O que fazer ::
[1] Imprima, da notícia sobre a nota técnica do MEC, o trecho entre "Atualmente, a lei" e "15% para cada.", inclusive.
[2] Dê seguimento à notícia sobre a nota técnica do MEC e a escolha de reitores a partir do ponto em que ela termina.

Trecho fornecido ::
#####

MEC interfere na democracia interna das Ifes
Nota Técnica publicada em
dezembro ataca democracia interna das Ifes
O Ministério da Educação publicou uma nota
técnica interferindo na democracia interna das Instituições Federais de Ensino
Superior (Ifes) no processo de escolha de reitores.
Divulgada em 17 de dezembro, a Nota Técnica nº
400 substitui a 437, de 2011. Ao contrário da anterior, ela sinaliza que
processos de consulta à comunidade universitária que adotem votação paritária
entre docentes, técnicos administrativos e estudantes pode ser passível de
anulação. A Nota Técnica registra que consultas com “peso dos docentes
diferente de 70% será ilegal, e deve ser anulada, bem como todos os atos dela
decorrentes”.
Ainda em dezembro, a Assessoria Jurídica
Nacional (AJN) divulgou uma análise da nova normativa do MEC, comparando-a com
a anterior. Segundo a AJN, a publicação de 2011 não considerava
irregulares consultas informais à comunidade universitária, com votação
paritária entre docentes, técnicos administrativos e discentes.
De acordo
com a AJN, a mudança trazida pela Nota Técnica 400, de dezembro de 2018, “deixa explícita a necessidade de seguir as
orientações normativas presentes na legislação em vigor, modificando a redação
anterior”. A análise
da AJN reforça que, embora essa orientação já constasse na legislação, a nova
publicação “pode sinalizar uma pré-disposição governamental de que eventuais
processos de escolha que não sigam essas determinações possam ser passíveis de
anulação”. Confira aqui a nota
da AJN.
Atualmente, a lei 9.192/95 e o decreto 1916/96
estabelecem que, em caso de consulta prévia à comunidade acadêmica, o peso do
voto do corpo docente será de 70%. Os 30% restantes são divididos entre
técnicos administrativos e o corpo discente, em geral, com 15% para cada.

#####

[Registros extraídos de uma coleção]
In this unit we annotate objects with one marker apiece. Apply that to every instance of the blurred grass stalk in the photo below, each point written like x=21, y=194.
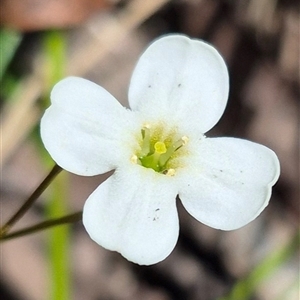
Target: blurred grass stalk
x=59, y=247
x=10, y=40
x=245, y=288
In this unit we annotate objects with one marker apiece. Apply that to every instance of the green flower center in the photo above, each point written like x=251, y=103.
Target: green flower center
x=159, y=150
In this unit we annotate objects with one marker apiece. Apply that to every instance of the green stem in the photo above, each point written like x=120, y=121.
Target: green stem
x=43, y=225
x=28, y=203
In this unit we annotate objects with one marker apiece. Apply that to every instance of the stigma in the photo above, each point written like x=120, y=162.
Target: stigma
x=158, y=149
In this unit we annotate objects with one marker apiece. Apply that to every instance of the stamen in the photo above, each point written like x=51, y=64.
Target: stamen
x=160, y=147
x=185, y=140
x=145, y=148
x=133, y=159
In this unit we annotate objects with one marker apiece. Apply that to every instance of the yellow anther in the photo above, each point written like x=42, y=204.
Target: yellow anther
x=134, y=159
x=185, y=140
x=160, y=147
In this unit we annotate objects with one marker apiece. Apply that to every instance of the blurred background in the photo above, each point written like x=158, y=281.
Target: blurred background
x=43, y=41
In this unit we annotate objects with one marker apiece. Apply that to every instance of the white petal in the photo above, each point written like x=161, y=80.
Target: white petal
x=134, y=213
x=187, y=79
x=84, y=126
x=230, y=183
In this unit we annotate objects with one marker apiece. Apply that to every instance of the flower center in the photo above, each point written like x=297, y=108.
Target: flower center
x=158, y=150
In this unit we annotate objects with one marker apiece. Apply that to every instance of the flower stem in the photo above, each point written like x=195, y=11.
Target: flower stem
x=43, y=225
x=28, y=203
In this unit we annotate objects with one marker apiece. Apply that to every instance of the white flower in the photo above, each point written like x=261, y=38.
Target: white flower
x=158, y=150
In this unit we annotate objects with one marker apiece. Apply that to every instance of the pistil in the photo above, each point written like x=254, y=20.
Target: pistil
x=156, y=151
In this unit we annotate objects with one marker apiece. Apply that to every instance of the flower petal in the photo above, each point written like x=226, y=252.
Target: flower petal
x=134, y=213
x=230, y=183
x=84, y=126
x=185, y=78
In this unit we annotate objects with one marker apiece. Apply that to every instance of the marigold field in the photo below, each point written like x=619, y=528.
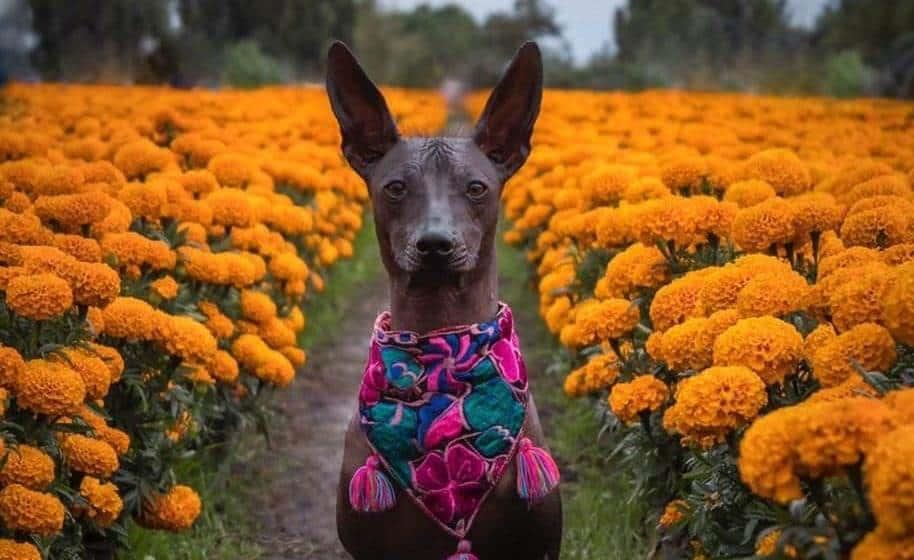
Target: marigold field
x=733, y=276
x=155, y=248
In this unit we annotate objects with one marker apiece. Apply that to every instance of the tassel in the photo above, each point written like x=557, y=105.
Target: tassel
x=537, y=473
x=370, y=491
x=463, y=552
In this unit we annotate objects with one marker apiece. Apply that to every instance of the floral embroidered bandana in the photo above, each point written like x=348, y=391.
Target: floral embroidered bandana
x=444, y=412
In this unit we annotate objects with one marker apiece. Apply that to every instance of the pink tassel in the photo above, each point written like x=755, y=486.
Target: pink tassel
x=370, y=491
x=537, y=473
x=463, y=552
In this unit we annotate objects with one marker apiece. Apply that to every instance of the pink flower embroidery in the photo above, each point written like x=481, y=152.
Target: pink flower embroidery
x=374, y=382
x=454, y=482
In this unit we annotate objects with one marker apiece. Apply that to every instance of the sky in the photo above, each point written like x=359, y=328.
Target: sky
x=587, y=22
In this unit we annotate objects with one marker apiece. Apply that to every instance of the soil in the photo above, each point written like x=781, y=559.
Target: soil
x=297, y=510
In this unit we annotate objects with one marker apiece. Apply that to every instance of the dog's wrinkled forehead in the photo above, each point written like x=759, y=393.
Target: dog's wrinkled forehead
x=434, y=157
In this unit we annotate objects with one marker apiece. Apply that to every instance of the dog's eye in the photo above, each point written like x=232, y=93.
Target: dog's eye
x=395, y=190
x=476, y=190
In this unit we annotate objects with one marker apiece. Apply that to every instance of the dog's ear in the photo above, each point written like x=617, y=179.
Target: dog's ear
x=367, y=128
x=506, y=125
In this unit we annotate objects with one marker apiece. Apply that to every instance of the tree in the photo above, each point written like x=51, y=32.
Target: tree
x=882, y=31
x=95, y=40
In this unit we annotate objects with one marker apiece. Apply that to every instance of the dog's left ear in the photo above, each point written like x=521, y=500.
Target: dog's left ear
x=506, y=125
x=366, y=125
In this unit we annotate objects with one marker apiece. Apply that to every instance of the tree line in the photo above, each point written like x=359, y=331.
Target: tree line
x=854, y=47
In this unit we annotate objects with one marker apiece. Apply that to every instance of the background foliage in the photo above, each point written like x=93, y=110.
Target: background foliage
x=854, y=46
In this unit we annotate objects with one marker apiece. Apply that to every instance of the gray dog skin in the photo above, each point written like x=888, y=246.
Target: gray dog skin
x=436, y=206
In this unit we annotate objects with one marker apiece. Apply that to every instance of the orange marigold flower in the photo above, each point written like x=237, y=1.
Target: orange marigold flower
x=675, y=302
x=257, y=306
x=815, y=213
x=749, y=193
x=29, y=466
x=88, y=455
x=73, y=211
x=29, y=511
x=861, y=299
x=217, y=323
x=11, y=367
x=187, y=339
x=782, y=169
x=685, y=173
x=664, y=219
x=678, y=348
x=610, y=319
x=898, y=305
x=138, y=158
x=175, y=510
x=288, y=267
x=198, y=181
x=224, y=367
x=889, y=471
x=831, y=436
x=295, y=319
x=232, y=207
x=714, y=403
x=23, y=228
x=898, y=254
x=232, y=170
x=822, y=334
x=132, y=318
x=133, y=249
x=266, y=364
x=50, y=388
x=39, y=296
x=722, y=287
x=850, y=387
x=768, y=223
x=165, y=287
x=772, y=294
x=295, y=355
x=637, y=267
x=94, y=371
x=83, y=249
x=867, y=345
x=883, y=185
x=766, y=345
x=877, y=228
x=104, y=503
x=112, y=359
x=848, y=258
x=598, y=374
x=644, y=394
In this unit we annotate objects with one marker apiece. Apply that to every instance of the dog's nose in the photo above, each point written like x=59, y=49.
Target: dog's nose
x=435, y=243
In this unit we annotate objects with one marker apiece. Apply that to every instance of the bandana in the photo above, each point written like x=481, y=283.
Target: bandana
x=444, y=413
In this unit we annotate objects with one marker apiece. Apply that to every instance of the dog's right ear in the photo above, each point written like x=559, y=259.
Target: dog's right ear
x=366, y=125
x=503, y=131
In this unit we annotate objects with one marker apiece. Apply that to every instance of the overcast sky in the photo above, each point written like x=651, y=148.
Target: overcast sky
x=587, y=22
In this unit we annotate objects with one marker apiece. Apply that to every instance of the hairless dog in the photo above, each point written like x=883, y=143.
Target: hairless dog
x=436, y=205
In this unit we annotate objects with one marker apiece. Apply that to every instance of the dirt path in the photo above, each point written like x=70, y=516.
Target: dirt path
x=297, y=509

#####

Respostas ::
[1]
Atualmente, a lei 9.192/95 e o decreto 1916/96
estabelecem que, em caso de consulta prévia à comunidade acadêmica, o peso do
voto do corpo docente será de 70%. Os 30% restantes são divididos entre
técnicos administrativos e o corpo discente, em geral, com 15% para cada.

[2]
Desta consulta pública, sai uma lista tríplice,
com os três candidatos mais votados. Essa lista vai para o órgão colegiado,
instância máxima da universidade, que em geral, vota pelo primeiro nome. A
lista tríplice, com a votação no primeiro nome, vai para o MEC, que sanciona,
ou não, a decisão do órgão colegiado. Nos últimos anos, o ministério da
Educação tem respeitado as decisões da comunidade acadêmica, escolhendo como reitor
o primeiro colocado da lista.
Avaliação
Segundo Antonio Gonçalves, presidente do
ANDES-SN, apesar das limitações, a Nota Técnica de 2011 previa o respeito aos
processos democráticos internos conquistados por docentes, técnicos e
estudantes.
Para ele, a imposição do cumprimento da lei, sem
a flexibilização a partir da autonomia universitária, fere a democracia
interna. “Nós já temos críticas à lista tríplice e ao modelo de eleição
indireta que ocorre hoje nas instituições. Nós lutamos ao longo dos anos para
ampliar a democracia nas universidades. Essa nota vem para cercear o mínimo de
democracia que temos. O Sindicato defende a eleição direta dentro da
universidade com o voto paritário ou universal, conforme a autonomia de cada
instituição”, disse.
Ines
Na última semana, o ministro da Educação,
Ricardo Vélez Rodríguez, ignorou a decisão da comunidade acadêmica na escolha
do novo diretor-geral do Instituto Nacional de Educação de Surdos (Ines). O
ministro indicou Paulo André Martins Bulhões, que ficou em segundo lugar na
eleição interna.
A Associação dos Servidores da Ines (Assines,
filiada ao Sinasefe) divulgou uma carta aberta na qual criticou a decisão de
Vélez Rodrígues. Cobrou, também, que seja "respeitado o resultado do
processo eleitoral realizado no instituto, em novembro de 2018, com ampla
participação da comunidade escolar". A Assines ressaltou ainda que todos
os candidatos assumiram o compromisso de que não tomariam posse caso não
vencessem a eleição interna.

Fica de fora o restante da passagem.